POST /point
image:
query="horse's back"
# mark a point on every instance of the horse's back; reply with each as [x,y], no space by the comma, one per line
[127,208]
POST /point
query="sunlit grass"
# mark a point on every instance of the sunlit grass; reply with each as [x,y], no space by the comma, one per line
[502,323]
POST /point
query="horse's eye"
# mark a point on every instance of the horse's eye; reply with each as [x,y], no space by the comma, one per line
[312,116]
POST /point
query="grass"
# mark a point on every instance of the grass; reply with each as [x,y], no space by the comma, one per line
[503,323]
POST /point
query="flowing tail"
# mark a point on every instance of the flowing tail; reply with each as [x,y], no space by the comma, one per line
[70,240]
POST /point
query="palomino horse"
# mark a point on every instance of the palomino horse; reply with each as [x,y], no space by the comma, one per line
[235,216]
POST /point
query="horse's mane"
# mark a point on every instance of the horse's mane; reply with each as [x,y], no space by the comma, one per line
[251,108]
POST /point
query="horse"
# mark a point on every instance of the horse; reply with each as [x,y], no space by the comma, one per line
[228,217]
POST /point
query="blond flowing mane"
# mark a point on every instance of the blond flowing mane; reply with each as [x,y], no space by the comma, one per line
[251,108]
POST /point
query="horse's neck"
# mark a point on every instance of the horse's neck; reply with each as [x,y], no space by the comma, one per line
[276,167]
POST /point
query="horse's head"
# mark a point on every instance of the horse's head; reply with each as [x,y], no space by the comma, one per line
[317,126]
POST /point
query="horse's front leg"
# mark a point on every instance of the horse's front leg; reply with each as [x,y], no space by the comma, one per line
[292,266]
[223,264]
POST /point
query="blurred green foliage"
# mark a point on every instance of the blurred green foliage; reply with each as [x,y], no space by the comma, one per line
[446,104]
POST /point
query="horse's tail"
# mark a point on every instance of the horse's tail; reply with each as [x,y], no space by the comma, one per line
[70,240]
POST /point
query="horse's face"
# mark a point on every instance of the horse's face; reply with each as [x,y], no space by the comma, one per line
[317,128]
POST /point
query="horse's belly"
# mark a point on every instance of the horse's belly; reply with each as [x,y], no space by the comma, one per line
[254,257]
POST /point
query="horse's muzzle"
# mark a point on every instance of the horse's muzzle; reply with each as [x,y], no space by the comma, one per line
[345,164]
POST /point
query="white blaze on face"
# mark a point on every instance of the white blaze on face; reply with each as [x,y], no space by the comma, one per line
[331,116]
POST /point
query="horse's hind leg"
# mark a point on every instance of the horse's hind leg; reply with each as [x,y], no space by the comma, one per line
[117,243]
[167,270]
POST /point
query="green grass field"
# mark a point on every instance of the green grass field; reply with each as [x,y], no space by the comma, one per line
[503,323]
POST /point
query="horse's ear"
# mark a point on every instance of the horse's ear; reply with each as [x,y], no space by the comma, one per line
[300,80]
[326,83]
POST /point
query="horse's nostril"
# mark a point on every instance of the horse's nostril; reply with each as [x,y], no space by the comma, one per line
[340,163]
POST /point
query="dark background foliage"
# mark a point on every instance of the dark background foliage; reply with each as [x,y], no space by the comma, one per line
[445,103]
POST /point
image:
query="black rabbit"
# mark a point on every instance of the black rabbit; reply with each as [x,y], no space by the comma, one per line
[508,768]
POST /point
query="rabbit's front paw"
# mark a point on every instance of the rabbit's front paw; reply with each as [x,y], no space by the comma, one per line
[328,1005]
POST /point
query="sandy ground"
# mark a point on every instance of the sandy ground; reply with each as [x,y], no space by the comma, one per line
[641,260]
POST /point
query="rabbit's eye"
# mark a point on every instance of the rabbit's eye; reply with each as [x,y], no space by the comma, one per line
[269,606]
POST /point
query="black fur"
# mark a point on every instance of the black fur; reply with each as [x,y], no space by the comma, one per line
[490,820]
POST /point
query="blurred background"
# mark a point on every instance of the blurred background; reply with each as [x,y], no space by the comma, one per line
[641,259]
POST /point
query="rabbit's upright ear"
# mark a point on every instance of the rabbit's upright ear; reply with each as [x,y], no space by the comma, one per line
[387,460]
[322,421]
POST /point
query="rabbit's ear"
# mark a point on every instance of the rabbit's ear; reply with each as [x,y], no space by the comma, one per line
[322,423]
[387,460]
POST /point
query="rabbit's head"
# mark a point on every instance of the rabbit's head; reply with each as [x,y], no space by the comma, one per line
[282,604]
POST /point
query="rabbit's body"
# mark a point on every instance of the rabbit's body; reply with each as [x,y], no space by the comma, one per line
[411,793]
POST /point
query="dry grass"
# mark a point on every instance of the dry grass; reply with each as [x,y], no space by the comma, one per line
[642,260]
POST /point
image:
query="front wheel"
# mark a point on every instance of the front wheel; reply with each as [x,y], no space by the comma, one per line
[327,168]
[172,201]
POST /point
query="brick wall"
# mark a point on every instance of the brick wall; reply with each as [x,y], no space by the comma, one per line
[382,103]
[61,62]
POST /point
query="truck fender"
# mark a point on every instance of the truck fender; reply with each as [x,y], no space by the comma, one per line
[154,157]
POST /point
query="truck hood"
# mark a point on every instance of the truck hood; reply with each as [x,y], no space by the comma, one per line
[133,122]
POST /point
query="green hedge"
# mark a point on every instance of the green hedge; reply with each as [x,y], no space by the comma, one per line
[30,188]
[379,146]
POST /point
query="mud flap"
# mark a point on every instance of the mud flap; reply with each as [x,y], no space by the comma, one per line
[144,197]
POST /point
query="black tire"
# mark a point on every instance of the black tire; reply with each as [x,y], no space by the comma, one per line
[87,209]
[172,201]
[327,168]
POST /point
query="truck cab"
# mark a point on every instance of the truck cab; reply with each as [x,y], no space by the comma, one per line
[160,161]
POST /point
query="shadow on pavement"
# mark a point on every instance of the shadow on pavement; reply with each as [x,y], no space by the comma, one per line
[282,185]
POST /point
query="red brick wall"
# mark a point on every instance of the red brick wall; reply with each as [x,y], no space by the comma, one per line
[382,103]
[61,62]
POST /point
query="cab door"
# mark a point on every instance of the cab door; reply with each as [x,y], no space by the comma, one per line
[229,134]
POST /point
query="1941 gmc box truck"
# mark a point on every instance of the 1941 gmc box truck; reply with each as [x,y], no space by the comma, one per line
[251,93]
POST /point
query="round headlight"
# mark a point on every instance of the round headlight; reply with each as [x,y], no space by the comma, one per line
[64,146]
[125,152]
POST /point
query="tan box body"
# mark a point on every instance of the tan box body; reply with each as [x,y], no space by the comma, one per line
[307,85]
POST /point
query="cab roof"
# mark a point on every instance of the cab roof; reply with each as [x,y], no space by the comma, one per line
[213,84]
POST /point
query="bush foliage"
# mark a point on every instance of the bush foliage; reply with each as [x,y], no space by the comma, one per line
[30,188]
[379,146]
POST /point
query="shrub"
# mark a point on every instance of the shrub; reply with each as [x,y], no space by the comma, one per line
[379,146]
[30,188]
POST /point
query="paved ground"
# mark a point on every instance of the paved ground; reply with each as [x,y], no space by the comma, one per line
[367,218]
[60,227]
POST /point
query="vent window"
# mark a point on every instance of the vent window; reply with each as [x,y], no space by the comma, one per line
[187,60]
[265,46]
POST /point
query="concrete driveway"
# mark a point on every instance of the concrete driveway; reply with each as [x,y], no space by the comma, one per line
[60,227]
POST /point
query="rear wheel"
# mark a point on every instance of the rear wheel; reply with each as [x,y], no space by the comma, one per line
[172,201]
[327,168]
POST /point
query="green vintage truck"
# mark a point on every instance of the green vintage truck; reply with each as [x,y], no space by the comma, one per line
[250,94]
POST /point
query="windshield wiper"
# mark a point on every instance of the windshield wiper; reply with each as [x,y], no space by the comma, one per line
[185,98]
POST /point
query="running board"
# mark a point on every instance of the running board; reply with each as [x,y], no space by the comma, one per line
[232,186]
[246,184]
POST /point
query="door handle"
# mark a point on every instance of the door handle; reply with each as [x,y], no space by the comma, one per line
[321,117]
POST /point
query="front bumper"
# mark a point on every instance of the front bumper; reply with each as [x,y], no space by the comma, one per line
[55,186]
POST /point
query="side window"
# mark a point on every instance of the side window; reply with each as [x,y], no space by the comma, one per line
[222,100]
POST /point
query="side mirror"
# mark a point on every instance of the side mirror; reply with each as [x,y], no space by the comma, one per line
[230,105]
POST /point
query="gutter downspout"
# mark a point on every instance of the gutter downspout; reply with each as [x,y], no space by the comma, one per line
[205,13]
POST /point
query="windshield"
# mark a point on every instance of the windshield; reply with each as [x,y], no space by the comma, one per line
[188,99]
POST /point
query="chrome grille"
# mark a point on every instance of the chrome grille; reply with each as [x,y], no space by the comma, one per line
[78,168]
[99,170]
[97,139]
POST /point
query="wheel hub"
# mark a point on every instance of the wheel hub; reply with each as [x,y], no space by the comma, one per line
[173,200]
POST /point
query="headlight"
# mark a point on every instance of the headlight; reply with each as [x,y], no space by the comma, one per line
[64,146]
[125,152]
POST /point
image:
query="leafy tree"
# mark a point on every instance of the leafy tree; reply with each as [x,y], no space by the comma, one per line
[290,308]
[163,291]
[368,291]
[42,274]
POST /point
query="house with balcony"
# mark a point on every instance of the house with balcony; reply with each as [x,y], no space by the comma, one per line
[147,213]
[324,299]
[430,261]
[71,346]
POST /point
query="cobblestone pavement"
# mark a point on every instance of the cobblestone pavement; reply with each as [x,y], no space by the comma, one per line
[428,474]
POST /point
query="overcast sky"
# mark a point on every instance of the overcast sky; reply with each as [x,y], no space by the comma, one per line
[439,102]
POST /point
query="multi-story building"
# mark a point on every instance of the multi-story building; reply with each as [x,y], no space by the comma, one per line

◆ **What you have to do**:
Show every line of the records above that contains the word "foliage".

◆ **The completed task**:
query="blurred green foliage"
# mark a point on every instance of the blurred green foliage; reply with each as [x,y], no space by the comma, one per line
query="dark background foliage"
# mark a point on every instance of the dark background foliage; reply with each as [x,y], no space by the comma, one per line
query="bush foliage"
# mark a point on every instance of the bush foliage; reply with each as [x,y], no space by the comma, one per line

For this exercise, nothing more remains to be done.